■ GOAL OF THE EXERCISE
Write out, word for word, only the lines from the one containing "Draw the outline of every instance of the smoke" through the final line of the data.

■ DATA SUPPLIED

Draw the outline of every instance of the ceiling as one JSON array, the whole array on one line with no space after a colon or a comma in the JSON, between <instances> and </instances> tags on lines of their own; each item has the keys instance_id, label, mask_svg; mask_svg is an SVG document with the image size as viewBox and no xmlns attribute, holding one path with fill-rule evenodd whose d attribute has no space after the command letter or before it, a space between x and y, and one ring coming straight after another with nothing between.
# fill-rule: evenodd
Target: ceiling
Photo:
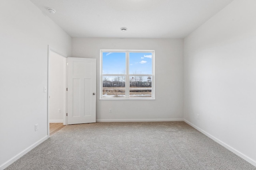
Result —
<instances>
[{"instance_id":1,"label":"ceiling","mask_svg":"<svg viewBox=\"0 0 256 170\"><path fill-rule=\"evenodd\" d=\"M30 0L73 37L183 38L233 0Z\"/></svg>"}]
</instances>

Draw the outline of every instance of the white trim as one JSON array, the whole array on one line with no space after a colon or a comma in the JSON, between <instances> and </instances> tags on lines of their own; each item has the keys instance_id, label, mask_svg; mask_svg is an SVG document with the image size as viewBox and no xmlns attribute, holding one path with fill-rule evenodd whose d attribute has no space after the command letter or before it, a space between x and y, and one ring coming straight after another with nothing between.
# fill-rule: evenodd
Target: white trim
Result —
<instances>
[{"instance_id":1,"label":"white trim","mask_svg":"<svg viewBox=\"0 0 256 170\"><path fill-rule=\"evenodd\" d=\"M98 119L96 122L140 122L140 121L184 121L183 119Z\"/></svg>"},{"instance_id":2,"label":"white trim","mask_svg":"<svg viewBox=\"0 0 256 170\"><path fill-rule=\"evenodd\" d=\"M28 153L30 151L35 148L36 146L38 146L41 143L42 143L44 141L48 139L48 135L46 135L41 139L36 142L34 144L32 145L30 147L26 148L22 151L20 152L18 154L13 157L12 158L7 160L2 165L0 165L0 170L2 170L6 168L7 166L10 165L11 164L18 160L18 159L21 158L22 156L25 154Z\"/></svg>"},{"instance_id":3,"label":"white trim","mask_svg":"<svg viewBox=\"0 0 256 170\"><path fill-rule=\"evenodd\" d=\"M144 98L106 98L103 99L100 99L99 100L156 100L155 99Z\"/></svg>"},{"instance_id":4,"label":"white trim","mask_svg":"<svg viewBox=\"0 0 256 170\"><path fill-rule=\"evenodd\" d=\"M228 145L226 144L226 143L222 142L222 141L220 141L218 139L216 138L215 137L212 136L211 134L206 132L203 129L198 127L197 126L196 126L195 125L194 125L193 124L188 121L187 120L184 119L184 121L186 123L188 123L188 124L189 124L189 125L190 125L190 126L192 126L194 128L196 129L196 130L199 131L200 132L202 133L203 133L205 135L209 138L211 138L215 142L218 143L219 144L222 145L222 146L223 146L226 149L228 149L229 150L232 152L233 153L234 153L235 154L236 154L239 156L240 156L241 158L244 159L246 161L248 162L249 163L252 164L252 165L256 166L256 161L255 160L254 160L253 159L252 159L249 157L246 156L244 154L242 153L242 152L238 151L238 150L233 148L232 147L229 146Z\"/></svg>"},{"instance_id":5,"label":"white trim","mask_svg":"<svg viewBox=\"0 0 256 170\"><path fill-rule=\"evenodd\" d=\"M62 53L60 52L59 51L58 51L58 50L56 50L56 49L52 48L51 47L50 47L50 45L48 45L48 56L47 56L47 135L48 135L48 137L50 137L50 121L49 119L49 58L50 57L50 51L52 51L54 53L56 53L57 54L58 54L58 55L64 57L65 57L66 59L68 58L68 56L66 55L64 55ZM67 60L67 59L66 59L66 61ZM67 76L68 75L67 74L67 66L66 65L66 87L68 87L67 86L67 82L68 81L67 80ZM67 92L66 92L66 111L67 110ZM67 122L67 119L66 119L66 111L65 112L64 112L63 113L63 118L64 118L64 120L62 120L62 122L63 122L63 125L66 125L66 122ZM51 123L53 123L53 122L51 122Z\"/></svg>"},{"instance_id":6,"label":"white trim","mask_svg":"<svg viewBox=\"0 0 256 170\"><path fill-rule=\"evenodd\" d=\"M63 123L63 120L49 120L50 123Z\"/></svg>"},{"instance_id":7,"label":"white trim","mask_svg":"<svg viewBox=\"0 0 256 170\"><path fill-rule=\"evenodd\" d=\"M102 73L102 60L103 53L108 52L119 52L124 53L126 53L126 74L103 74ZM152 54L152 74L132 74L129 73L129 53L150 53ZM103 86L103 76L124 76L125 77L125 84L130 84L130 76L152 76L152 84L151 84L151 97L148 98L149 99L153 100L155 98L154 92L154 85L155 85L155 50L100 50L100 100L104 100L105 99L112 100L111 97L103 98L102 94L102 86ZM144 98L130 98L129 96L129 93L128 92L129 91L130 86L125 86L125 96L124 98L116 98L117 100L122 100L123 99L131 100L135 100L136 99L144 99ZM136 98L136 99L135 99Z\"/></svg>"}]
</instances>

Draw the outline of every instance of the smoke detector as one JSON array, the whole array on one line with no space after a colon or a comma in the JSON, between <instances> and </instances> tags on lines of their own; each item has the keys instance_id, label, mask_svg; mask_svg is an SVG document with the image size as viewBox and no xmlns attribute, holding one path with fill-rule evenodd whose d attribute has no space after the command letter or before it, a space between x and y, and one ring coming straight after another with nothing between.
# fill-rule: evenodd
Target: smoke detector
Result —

■ OUTPUT OF THE TASK
Draw the outline of every instance of the smoke detector as one JSON array, the whole array on one line with no space after a colon or a comma in the JSON, between <instances> and </instances> tags on lines of their own; each item has the keys instance_id, label, mask_svg; mask_svg is an SVG document with the image size as viewBox and no xmlns attribute, holding one path with fill-rule evenodd whose d attribute has no space after the command letter or before it, a space between x and y, and one ring coming straight after another with nothing between.
# fill-rule: evenodd
Target: smoke detector
Result —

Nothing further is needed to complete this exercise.